Items listed in a dataset

^^^^^^^^

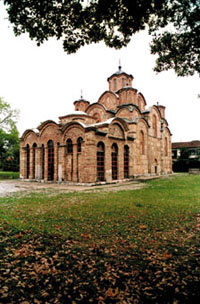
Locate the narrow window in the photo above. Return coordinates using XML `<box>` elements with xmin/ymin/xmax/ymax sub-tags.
<box><xmin>153</xmin><ymin>115</ymin><xmax>157</xmax><ymax>136</ymax></box>
<box><xmin>26</xmin><ymin>144</ymin><xmax>30</xmax><ymax>178</ymax></box>
<box><xmin>113</xmin><ymin>78</ymin><xmax>117</xmax><ymax>91</ymax></box>
<box><xmin>97</xmin><ymin>142</ymin><xmax>105</xmax><ymax>181</ymax></box>
<box><xmin>111</xmin><ymin>144</ymin><xmax>118</xmax><ymax>179</ymax></box>
<box><xmin>140</xmin><ymin>131</ymin><xmax>144</xmax><ymax>155</ymax></box>
<box><xmin>124</xmin><ymin>146</ymin><xmax>129</xmax><ymax>178</ymax></box>
<box><xmin>41</xmin><ymin>145</ymin><xmax>44</xmax><ymax>179</ymax></box>
<box><xmin>67</xmin><ymin>138</ymin><xmax>73</xmax><ymax>153</ymax></box>
<box><xmin>47</xmin><ymin>140</ymin><xmax>54</xmax><ymax>181</ymax></box>
<box><xmin>165</xmin><ymin>137</ymin><xmax>168</xmax><ymax>156</ymax></box>
<box><xmin>33</xmin><ymin>143</ymin><xmax>37</xmax><ymax>178</ymax></box>
<box><xmin>77</xmin><ymin>137</ymin><xmax>83</xmax><ymax>153</ymax></box>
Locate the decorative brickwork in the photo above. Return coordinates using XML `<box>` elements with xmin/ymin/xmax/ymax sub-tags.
<box><xmin>20</xmin><ymin>67</ymin><xmax>172</xmax><ymax>183</ymax></box>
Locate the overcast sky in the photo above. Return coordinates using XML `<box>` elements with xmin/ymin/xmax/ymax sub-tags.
<box><xmin>0</xmin><ymin>2</ymin><xmax>200</xmax><ymax>142</ymax></box>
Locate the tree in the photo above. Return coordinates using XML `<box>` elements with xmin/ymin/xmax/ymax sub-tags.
<box><xmin>0</xmin><ymin>98</ymin><xmax>19</xmax><ymax>171</ymax></box>
<box><xmin>0</xmin><ymin>97</ymin><xmax>19</xmax><ymax>131</ymax></box>
<box><xmin>3</xmin><ymin>0</ymin><xmax>200</xmax><ymax>76</ymax></box>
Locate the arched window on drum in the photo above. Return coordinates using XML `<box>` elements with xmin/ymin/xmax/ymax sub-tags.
<box><xmin>77</xmin><ymin>137</ymin><xmax>83</xmax><ymax>153</ymax></box>
<box><xmin>67</xmin><ymin>138</ymin><xmax>73</xmax><ymax>153</ymax></box>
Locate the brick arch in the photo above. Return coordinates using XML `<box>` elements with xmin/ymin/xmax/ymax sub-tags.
<box><xmin>96</xmin><ymin>141</ymin><xmax>105</xmax><ymax>181</ymax></box>
<box><xmin>62</xmin><ymin>122</ymin><xmax>85</xmax><ymax>144</ymax></box>
<box><xmin>38</xmin><ymin>120</ymin><xmax>61</xmax><ymax>143</ymax></box>
<box><xmin>98</xmin><ymin>91</ymin><xmax>119</xmax><ymax>110</ymax></box>
<box><xmin>111</xmin><ymin>117</ymin><xmax>129</xmax><ymax>132</ymax></box>
<box><xmin>111</xmin><ymin>143</ymin><xmax>119</xmax><ymax>180</ymax></box>
<box><xmin>86</xmin><ymin>103</ymin><xmax>109</xmax><ymax>122</ymax></box>
<box><xmin>21</xmin><ymin>129</ymin><xmax>38</xmax><ymax>142</ymax></box>
<box><xmin>151</xmin><ymin>105</ymin><xmax>162</xmax><ymax>119</ymax></box>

^^^^^^^^

[What is being asked] Copy out all the records exactly, excluding pictures.

[The solution]
Locate the narrow window in the photo above. Return coordinates using XML `<box>` elements with xmin/ymin/xmax/ymax sub-tags.
<box><xmin>153</xmin><ymin>115</ymin><xmax>157</xmax><ymax>136</ymax></box>
<box><xmin>26</xmin><ymin>144</ymin><xmax>30</xmax><ymax>178</ymax></box>
<box><xmin>113</xmin><ymin>78</ymin><xmax>117</xmax><ymax>91</ymax></box>
<box><xmin>97</xmin><ymin>142</ymin><xmax>105</xmax><ymax>181</ymax></box>
<box><xmin>111</xmin><ymin>144</ymin><xmax>118</xmax><ymax>179</ymax></box>
<box><xmin>140</xmin><ymin>131</ymin><xmax>144</xmax><ymax>155</ymax></box>
<box><xmin>124</xmin><ymin>146</ymin><xmax>129</xmax><ymax>178</ymax></box>
<box><xmin>41</xmin><ymin>145</ymin><xmax>44</xmax><ymax>179</ymax></box>
<box><xmin>67</xmin><ymin>138</ymin><xmax>73</xmax><ymax>153</ymax></box>
<box><xmin>47</xmin><ymin>140</ymin><xmax>54</xmax><ymax>181</ymax></box>
<box><xmin>165</xmin><ymin>137</ymin><xmax>168</xmax><ymax>156</ymax></box>
<box><xmin>33</xmin><ymin>143</ymin><xmax>37</xmax><ymax>178</ymax></box>
<box><xmin>77</xmin><ymin>137</ymin><xmax>83</xmax><ymax>153</ymax></box>
Locate the decorative brickwork in the photo above. Return coordinates using XML `<box>` elements with xmin/ymin/xmax/ymax sub-tags.
<box><xmin>20</xmin><ymin>67</ymin><xmax>172</xmax><ymax>183</ymax></box>
Locate the overcast sky in the photo above. Return coordinates using XML `<box>` elements with xmin/ymin/xmax/ymax sub-tags.
<box><xmin>0</xmin><ymin>2</ymin><xmax>200</xmax><ymax>142</ymax></box>
Locate the tree in the photo above. Return coordinates using XML `<box>` elements with xmin/ymin/xmax/ymax sub-tags.
<box><xmin>0</xmin><ymin>98</ymin><xmax>19</xmax><ymax>171</ymax></box>
<box><xmin>0</xmin><ymin>97</ymin><xmax>19</xmax><ymax>131</ymax></box>
<box><xmin>3</xmin><ymin>0</ymin><xmax>200</xmax><ymax>76</ymax></box>
Locate the arched window on drum in the photo above. Return coordinates using XML `<box>` elements with xmin/ymin/xmax/ymax sub-tags.
<box><xmin>77</xmin><ymin>137</ymin><xmax>83</xmax><ymax>153</ymax></box>
<box><xmin>67</xmin><ymin>138</ymin><xmax>73</xmax><ymax>153</ymax></box>
Locate the brick arch in the photo above. Return coordinates using XML `<box>` elements with xmin/ymin/xmax/ymax sub-tags.
<box><xmin>96</xmin><ymin>141</ymin><xmax>105</xmax><ymax>181</ymax></box>
<box><xmin>62</xmin><ymin>122</ymin><xmax>85</xmax><ymax>144</ymax></box>
<box><xmin>38</xmin><ymin>120</ymin><xmax>61</xmax><ymax>143</ymax></box>
<box><xmin>98</xmin><ymin>91</ymin><xmax>119</xmax><ymax>110</ymax></box>
<box><xmin>111</xmin><ymin>117</ymin><xmax>129</xmax><ymax>132</ymax></box>
<box><xmin>111</xmin><ymin>143</ymin><xmax>119</xmax><ymax>180</ymax></box>
<box><xmin>86</xmin><ymin>103</ymin><xmax>109</xmax><ymax>122</ymax></box>
<box><xmin>21</xmin><ymin>129</ymin><xmax>38</xmax><ymax>142</ymax></box>
<box><xmin>151</xmin><ymin>105</ymin><xmax>162</xmax><ymax>119</ymax></box>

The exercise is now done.